▶ **GIVEN TEXT**:

Well, clangd is a Google project, which Apple has decided to start contributing to, so probably doesn’t belong on your list.

Apple, like everyone else, wants to commoditize their complements.

Clang was an Apple project from the start.. I'm not sure what is telling you it is a Google project

Clangd != clang.

Woolvalley said “and now recently clangd“, which is a source code completion server which began its life at Google.

Clang did start its life with Apple.

In case a citation is needed: https://en.wikipedia.org/wiki/Clang

> Apple chose to develop a new compiler front end from scratch, supporting C, Objective-C and C++. This "clang" project was open-sourced in July 2007.

I believe the "d" in the GP comment was not a typo https://news.ycombinator.com/item?id=16874734

~~How is it different from when Apple acquired the then-open-source FoundationDB (and shut down public access)? They could have just kept it open source back then.~~

EDIT: My bad, looks like FoundationDB wasn't fully open-source back then.

From what I recall (and based on some quick retro-googling) I don't believe Foudnation was open-source. One of the complaints about it on HN back in the day was that it was closed...

You are correct, FoundationDB was free but never OSS.

You can even check the comments on the HN thread [1] when they removed the downloads.

[1] https://news.ycombinator.com/item?id=9259986

> In fact, our everyday testing was way more brutal than Jepsen, I gave a talk about it here: https://www.youtube.com/watch?v=4fFDFbi3toc

Unrelated to the original topic, but I had never come across that talk and it is great. I use the same basic approach to testing distributed systems (simulating all non-deterministic I/O operations) and that talk is a very good introduction to the principle.

In reinforcement learning, the same approach (simulation) to addressing a data deficit is used, although the goal there is learning and not testing.

When certain events happen rarely, you have fake them deterministically so that you have reproducible coverage.

Know of any ideas around using this for long term Time Series data? Wonder if maybe something like OpenTSDB but with this as backend instead of hbase (which can be a sort of operational hell)

Yes :) it's the core of how Wavefront stores telemetry.

Not quite the same but TimescaleDB is Postgres-based and is showing a lot of promise for time-series data.

How would you replace a Lucene/Elasticsearch index with foundationDb?

It's more like you would build a better Elasticsearch using Lucene to do the indexing and FoundationDB to do the storage. FoundationDB will make it fault tolerant and scalable; the other pieces will be stateless.

It'd take a low number of hours to wire up FoundationDB as a Lucene filesystem (Directory) implementation. Shared filesystem with a local RAM cache has been practical for a while in Lucene, and was briefly supported then deprecated in Elasticsearch. I've used Lucene on top of HDFS and S3 quite nicely.

If you have a reason to use FoundationDB over HDFS, NFS, S3, etc, then this will work well.

▶ **TASK A**:
In the forum thread about clangd and FoundationDB, when was the clang project open-sourced?
▶ **TASK B**:
Extend the forum thread about clangd and FoundationDB with the comment that would come after its last one.

▶ **DATASET RECORDS**:

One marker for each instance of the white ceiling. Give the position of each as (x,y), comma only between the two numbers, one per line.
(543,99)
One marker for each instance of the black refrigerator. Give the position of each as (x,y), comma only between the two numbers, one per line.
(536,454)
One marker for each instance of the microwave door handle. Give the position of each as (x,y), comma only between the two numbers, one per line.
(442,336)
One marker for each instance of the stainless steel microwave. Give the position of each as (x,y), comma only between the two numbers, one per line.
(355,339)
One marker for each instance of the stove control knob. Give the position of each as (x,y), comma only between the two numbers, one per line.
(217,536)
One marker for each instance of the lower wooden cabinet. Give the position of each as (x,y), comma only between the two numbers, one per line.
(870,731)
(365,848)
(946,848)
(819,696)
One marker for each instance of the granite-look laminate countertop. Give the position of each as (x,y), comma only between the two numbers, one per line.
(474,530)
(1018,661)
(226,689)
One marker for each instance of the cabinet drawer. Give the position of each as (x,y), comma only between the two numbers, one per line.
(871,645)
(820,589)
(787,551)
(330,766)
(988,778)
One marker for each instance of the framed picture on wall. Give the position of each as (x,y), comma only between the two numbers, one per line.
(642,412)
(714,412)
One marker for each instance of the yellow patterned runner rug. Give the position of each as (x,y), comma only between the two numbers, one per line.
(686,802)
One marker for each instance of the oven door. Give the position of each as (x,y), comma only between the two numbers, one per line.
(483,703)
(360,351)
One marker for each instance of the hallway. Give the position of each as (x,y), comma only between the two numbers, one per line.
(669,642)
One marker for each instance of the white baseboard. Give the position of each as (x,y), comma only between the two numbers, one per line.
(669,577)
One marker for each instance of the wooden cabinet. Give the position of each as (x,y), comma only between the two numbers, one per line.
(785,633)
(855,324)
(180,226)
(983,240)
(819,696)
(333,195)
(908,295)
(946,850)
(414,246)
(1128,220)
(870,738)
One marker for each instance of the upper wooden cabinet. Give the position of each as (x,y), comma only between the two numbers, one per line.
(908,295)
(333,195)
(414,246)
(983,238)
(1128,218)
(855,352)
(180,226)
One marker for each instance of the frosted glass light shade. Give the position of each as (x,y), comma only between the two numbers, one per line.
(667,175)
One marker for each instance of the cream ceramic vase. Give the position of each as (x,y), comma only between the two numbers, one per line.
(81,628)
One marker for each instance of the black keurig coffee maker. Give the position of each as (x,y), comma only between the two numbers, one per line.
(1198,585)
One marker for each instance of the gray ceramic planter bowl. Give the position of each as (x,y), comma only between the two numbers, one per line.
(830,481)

▶ **REPLY A**:
July 2007

▶ **REPLY B**:
Doing a Lucene+DB implementation where each entry posting lists are stored natively in the key-value system was explored for Lucene+Cassandra as (https://github.com/tjake/Solandra). It was horrifically slow, not because Cassandra was slow, but because posting lists are optimized and putting them in a generalized b-tree or LSM-tree variant will remove some locality and many of the possible optimizations.

I'm still holding out some hope for a hybrid implementation where posting list ranges are stored in a kv store.

I think you are on the right track. Storing every individual (term, document, ...) in the key value store will not be efficient, but you should be able to take Lucene's nice fast immutable data structure and stuff blocks of it (at the term level or below) into FDB values very efficiently. And of course you can do caching (and represent invalidation data structures in FDB), and...

FDB leaves room for a lot of creativity in optimizing higher layers. Transactions mean that you can use data structures with global invariants.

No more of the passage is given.